### [Supplied text]
- Sheet music cover

Song by the Beatles

from the album Beatles for Sale
- Released: 4 December 1964
- Recorded: 11 August 1964
- Studio: EMI, London
- Genre: Folk rock
- Length: 2:02
- Label: EMI, Parlophone, Capitol
- Songwriter: Lennon–McCartney
- Producer: George Martin

= Baby's in Black =

"Baby's in Black" is a song by the English rock band the Beatles, co-written by John Lennon and Paul McCartney. It appears on the United Kingdom album Beatles for Sale and on the United States album Beatles '65, both released in 1964.

==Composition==
"Baby's in Black" has a 12/8 time signature and a moderate tempo. An AllMusic critic described the song as "a love lament for a grieving girl that was perhaps more morose than any previous Beatles' song." Musicologist Alan W. Pollack notes that the song is relatively complex in format, with a refrain, bridge, and a guitar solo. He describes the song as having a "mishmash" of stylistic elements—among them, "bluesy" chords and country music-inspired vocals.

==Recording==
"Baby's in Black" was recorded on 11 August 1964, and was the first song recorded for Beatles for Sale. Lennon and McCartney sang their vocal parts simultaneously through the same microphone. This was done at their own insistence in order to achieve a closer feel to the performance. McCartney was subsequently contacted by their music publisher in 1964 inquiring as to which melody line was the main tune (i.e., Paul's higher or John's lower melody). McCartney later said that he told the publisher they were both the main melody.

### [Stored data]
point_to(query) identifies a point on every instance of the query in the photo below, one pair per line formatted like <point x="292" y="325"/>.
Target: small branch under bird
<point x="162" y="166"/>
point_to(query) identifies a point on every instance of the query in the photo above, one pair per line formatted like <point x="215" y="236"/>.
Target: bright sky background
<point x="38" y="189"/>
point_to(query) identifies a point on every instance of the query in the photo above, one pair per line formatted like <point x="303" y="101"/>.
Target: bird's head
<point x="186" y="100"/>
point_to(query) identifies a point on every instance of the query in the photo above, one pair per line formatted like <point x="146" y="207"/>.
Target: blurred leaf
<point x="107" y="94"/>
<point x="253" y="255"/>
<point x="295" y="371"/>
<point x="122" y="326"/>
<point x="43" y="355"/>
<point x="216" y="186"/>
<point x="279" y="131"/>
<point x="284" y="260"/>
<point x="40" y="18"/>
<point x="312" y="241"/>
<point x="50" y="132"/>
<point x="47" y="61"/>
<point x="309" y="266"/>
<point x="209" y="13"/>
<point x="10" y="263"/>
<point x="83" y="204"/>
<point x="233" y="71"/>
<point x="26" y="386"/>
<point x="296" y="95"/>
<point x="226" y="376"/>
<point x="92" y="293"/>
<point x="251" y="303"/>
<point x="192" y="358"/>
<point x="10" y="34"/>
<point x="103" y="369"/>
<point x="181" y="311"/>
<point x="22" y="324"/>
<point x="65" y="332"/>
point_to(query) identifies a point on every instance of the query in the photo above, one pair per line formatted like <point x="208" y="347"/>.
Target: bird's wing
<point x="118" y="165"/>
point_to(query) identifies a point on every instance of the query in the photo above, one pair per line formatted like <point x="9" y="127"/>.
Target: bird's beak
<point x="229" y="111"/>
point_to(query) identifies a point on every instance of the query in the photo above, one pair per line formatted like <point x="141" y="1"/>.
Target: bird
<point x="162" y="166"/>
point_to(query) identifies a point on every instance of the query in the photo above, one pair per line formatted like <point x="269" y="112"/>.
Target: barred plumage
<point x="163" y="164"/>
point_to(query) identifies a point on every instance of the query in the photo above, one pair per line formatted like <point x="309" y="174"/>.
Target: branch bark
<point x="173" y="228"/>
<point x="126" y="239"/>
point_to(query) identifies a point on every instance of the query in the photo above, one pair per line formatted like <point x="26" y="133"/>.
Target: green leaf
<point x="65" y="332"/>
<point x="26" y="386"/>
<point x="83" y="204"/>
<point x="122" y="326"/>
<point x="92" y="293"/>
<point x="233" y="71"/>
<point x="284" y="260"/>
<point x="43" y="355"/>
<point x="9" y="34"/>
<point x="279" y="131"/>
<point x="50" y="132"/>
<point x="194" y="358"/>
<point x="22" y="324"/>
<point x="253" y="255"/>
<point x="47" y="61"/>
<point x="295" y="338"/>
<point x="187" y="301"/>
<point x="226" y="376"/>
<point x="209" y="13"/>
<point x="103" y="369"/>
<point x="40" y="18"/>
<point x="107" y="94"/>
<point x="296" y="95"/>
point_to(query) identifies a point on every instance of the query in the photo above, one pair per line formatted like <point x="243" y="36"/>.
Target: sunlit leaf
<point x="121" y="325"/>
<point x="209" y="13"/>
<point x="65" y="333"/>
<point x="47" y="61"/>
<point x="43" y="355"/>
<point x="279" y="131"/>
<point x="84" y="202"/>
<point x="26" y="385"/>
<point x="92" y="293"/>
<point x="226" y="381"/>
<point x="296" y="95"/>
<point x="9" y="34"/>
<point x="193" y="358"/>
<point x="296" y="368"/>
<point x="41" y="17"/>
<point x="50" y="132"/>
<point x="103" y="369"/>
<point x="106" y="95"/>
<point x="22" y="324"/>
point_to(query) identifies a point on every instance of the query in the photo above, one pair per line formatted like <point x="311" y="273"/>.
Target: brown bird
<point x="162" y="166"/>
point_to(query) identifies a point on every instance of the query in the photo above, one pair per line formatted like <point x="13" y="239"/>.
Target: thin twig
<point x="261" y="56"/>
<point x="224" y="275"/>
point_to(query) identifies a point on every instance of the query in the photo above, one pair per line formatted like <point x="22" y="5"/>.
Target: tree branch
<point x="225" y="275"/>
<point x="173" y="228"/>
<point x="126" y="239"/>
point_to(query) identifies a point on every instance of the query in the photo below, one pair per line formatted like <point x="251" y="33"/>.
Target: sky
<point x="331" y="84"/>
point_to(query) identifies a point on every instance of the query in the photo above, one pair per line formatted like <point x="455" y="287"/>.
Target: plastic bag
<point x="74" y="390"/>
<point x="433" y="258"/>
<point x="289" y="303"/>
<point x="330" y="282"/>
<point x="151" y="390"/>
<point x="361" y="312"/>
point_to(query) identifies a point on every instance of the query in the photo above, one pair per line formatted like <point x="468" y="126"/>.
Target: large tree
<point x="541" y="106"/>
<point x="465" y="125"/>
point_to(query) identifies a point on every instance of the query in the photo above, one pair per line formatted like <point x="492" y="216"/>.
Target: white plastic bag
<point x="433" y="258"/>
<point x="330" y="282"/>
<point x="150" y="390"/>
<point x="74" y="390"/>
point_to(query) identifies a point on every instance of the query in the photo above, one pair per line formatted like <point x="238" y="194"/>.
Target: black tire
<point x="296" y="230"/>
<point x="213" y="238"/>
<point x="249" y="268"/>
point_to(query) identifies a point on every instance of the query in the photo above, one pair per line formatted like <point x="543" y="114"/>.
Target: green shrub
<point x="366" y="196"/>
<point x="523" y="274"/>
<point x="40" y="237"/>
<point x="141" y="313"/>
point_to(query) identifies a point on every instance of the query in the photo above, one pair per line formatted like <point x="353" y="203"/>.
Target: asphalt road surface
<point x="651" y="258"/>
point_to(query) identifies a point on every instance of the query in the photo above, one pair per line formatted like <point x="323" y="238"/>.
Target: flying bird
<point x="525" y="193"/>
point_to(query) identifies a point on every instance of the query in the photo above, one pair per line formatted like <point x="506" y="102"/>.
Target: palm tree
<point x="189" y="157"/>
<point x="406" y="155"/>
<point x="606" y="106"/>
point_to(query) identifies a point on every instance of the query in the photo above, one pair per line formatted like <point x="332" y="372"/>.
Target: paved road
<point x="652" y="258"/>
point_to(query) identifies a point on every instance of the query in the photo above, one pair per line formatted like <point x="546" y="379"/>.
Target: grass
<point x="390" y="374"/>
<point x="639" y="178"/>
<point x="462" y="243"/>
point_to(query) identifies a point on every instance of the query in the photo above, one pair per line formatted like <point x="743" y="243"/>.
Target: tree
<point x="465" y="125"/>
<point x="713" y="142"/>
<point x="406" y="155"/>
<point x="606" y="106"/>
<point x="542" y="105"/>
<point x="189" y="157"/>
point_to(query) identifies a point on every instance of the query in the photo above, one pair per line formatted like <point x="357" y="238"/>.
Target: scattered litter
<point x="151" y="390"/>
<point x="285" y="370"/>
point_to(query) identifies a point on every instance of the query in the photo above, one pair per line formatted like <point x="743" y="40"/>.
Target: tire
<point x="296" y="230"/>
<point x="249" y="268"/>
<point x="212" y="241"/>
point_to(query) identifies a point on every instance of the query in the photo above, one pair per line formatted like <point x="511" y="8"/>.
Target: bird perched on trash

### [Problems and tasks]
(A) Name every person the article on "Baby's in Black" identifies by name.
(B) Answer these from the article on "Baby's in Black":
(i) What time signature does the song have?
(ii) On what date was the song recorded?
(iii) On which United States album does the song appear?
(C) Pick up the article on "Baby's in Black" after its last sentence and write the next part.

### [Results]
(A) John Lennon, Paul McCartney, George Martin, Alan W. Pollack

(B)
(i) 12/8
(ii) 11 August 1964
(iii) Beatles '65

(C)
==Live performances==
The Beatles performed "Baby's in Black" live during their appearances from late 1964 until 1966 on their final tour. McCartney said they introduced the song by saying, "'And now for something different.' ... We used to put that in there, and think, 'Well, they won't know quite what to make of this, but it's cool.'" In 1996, a live version of "Baby's in Black" was released as a B-side to "Real Love", the second single from their Anthology project. 20 years later, it was included as a bonus track in 2016 expanded live album Live at the Hollywood Bowl.

==Covers==
- Canadian rock band Big Sugar recorded a cover of "Baby's in Black" during the sessions of their 1998 album, Heated. Though the cover did not make it onto the album, the cover was featured on the 25th anniversary deluxe edition of the band's 1996 album Hemi-Vision, which was released in 2020.
- American jazz pianist Brad Mehldau recorded a version in September 2020 at Philharmonie de Paris for his live solo album, Your Mother Should Know: Brad Mehldau Plays The Beatles.
- Panamanian musician Rubén Blades and accompanying band Seis Del Solar covered the song on their critically acclaimed 1992 release "Amor Y Control".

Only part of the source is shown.